GIVEN TEXT →
Thursday, 21 January 2010

Oil prices slide ahead of crude inventories data from Department of Energy, energy stocks mixed

Oil prices were slightly lower ahead of today’s key oil inventories update from the US Department of Energy (DoE), which is expected to set the direction for crude prices for the rest of the week. The American Petroleum Institute (API) said on Tuesday that cruse oil stocks declined 1.8 million barrels in the previous week and distillate inventories decreased by 3.4 million barrels, which, however, made little impact on the commodity market.
According to a poll by the Dow Jones Newswires, today’s update from the DoE will show a 1.9 million increase following last week’s unexpected rise of 3.9 million barrels, which heavily contributed to the downward movement in oil prices.
Crude was further subdued by yesterday’s economic updates that came out in the US and China. Bank of America (NYSE: BAC) and Morgan Stanley (NYSE: MS) released quarterly reports that missed market expectations, while the Chinese government has reportedly told banks to stop lending until the end of the month in its latest move to tighten monetary policy after upping the reserve requirements for banks by 0.5% to 15% of their deposits following an increase of bank-reserve ratios and interbank rates, both of which occurred earlier this month, to curb economic activity and prevent the economy from overheating.

EXTRACTED DATA →

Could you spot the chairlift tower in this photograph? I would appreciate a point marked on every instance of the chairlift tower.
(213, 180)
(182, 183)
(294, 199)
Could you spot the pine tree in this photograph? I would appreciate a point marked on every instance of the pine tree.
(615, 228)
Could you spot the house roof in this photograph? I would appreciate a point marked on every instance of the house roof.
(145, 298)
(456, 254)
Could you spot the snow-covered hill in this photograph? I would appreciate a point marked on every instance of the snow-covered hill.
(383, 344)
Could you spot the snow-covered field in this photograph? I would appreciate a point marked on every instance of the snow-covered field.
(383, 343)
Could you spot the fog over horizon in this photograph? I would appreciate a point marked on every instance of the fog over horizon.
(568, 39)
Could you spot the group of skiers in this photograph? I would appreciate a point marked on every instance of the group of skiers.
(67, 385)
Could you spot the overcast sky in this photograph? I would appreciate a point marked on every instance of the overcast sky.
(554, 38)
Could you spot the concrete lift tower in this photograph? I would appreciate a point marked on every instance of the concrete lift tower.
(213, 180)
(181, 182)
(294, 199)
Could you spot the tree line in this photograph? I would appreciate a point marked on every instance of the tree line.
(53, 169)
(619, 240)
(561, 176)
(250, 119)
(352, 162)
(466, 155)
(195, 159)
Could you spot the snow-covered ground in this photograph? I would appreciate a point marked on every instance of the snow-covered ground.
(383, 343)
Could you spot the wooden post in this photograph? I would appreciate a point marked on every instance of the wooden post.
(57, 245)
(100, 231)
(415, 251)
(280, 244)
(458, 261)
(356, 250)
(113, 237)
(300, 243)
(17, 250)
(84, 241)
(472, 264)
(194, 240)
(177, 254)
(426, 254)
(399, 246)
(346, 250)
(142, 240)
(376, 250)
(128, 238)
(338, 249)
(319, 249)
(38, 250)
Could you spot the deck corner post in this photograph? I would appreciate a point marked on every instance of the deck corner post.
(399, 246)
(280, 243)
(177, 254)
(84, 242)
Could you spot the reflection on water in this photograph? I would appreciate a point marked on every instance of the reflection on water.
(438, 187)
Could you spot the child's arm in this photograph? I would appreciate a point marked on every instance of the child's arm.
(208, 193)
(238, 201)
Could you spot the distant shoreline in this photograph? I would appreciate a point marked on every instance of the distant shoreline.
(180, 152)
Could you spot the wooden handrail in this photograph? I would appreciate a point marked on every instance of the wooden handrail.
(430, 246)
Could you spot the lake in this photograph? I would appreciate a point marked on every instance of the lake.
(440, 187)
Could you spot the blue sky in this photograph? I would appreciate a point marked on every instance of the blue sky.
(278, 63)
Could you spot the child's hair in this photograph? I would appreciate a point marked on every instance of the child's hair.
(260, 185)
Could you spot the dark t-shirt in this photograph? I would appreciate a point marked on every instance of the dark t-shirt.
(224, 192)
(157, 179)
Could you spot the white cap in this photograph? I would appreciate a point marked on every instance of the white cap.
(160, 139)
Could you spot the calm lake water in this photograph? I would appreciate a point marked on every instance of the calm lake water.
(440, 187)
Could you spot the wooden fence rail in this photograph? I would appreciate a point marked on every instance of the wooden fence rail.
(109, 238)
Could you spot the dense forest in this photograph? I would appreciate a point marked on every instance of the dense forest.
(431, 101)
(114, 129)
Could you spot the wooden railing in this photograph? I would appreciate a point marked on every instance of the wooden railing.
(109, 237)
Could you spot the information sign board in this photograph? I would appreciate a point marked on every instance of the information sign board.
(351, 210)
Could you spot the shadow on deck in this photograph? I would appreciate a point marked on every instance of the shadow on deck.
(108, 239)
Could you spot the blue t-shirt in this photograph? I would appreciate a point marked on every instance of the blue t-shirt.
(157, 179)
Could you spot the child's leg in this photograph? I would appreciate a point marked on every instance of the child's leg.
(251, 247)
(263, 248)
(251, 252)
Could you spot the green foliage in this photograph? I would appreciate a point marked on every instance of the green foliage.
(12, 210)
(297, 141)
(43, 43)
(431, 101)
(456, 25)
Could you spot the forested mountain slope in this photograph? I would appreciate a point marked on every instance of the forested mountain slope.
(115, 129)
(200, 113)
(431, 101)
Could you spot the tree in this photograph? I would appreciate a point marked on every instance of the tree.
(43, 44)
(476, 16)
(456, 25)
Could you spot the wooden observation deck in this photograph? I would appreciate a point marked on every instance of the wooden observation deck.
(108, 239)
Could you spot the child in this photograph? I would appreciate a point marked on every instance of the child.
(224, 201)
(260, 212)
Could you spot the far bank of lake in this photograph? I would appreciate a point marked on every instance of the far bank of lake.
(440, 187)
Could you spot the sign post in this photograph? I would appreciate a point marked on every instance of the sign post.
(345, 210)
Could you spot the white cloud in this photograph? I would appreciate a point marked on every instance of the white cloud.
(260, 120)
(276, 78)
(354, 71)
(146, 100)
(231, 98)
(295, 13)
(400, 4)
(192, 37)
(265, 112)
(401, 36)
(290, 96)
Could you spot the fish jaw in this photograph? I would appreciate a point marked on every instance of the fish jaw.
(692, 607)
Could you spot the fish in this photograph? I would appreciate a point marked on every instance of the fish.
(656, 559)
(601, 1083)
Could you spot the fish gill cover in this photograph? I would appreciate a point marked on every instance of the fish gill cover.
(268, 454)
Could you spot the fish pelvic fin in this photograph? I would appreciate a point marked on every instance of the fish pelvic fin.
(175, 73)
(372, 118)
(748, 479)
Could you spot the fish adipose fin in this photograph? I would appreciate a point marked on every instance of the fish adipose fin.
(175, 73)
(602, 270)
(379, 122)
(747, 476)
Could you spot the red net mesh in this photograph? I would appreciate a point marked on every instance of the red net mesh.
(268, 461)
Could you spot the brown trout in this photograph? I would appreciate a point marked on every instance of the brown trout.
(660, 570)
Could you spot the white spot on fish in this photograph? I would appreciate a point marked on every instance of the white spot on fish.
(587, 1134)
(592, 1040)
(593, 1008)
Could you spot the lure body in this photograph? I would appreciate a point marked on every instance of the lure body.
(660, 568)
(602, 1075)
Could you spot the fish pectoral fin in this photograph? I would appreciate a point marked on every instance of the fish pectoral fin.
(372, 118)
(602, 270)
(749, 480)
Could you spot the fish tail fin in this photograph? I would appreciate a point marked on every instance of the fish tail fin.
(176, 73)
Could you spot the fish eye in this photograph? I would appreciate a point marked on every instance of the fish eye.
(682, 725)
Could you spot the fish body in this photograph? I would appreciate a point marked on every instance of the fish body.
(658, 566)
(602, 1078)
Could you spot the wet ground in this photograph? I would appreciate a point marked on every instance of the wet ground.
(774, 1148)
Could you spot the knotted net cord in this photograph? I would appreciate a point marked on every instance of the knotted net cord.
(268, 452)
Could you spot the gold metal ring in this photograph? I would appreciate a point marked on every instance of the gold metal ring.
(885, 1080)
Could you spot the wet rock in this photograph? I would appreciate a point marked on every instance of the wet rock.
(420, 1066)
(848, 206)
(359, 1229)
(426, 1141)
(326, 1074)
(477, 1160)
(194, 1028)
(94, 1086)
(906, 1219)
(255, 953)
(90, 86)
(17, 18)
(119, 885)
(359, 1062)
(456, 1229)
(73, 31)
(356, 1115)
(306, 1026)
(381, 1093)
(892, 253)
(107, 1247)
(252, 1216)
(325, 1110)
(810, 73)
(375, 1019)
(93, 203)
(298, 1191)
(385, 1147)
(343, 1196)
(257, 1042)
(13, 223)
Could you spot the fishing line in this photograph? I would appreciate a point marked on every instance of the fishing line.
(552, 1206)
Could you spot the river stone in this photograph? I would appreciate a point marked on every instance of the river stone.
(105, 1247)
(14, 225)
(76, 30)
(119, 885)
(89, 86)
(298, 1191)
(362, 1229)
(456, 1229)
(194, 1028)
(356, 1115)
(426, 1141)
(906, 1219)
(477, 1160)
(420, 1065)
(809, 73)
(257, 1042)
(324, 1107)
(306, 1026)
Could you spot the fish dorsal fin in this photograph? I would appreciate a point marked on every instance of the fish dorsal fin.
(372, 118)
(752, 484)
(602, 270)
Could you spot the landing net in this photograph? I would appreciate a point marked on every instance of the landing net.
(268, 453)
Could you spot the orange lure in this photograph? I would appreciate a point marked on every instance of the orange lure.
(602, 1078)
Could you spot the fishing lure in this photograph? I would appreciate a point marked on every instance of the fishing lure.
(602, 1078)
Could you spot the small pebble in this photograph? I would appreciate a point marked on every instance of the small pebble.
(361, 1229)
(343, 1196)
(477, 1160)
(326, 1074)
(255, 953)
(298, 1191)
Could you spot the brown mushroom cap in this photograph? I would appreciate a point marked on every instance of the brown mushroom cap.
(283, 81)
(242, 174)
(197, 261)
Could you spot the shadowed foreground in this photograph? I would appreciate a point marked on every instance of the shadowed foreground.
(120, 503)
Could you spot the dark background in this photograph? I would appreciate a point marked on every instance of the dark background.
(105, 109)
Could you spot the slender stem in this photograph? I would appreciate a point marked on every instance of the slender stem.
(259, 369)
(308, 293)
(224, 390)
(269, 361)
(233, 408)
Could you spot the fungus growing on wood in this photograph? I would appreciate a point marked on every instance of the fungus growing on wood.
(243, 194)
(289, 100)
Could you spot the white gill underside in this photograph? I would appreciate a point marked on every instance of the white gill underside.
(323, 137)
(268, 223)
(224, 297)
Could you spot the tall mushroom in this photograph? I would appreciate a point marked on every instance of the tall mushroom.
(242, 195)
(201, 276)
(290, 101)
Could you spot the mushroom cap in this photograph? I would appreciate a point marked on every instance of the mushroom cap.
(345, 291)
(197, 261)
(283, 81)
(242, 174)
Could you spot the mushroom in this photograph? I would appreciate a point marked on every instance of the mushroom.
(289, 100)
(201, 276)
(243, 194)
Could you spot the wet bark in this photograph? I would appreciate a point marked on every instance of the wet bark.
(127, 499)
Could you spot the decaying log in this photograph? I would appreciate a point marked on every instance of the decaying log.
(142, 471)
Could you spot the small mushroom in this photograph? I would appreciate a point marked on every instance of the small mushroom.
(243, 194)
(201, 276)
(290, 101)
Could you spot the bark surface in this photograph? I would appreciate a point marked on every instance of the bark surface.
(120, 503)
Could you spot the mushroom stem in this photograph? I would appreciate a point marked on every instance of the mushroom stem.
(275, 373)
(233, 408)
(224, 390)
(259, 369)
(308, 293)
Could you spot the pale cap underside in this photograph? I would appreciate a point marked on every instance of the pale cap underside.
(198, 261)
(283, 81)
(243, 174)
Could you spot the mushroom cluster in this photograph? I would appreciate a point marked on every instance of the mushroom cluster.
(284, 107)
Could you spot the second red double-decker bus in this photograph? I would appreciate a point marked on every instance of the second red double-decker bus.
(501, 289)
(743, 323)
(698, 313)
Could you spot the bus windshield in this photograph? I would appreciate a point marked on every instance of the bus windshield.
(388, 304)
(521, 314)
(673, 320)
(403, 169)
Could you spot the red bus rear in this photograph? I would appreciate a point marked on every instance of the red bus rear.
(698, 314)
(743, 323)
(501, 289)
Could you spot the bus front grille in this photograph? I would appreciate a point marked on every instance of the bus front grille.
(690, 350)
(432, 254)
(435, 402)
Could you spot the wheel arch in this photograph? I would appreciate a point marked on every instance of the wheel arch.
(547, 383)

GOAL OF THE EXERCISE → Repeat the part of the oil price report that opens with the words "According to a" and closes with "in oil prices.", switching "poll" to "survey".

SOLUTION TO THIS PROBLEM →
According to a survey by the Dow Jones Newswires, today’s update from the DoE will show a 1.9 million increase following last week’s unexpected rise of 3.9 million barrels, which heavily contributed to the downward movement in oil prices.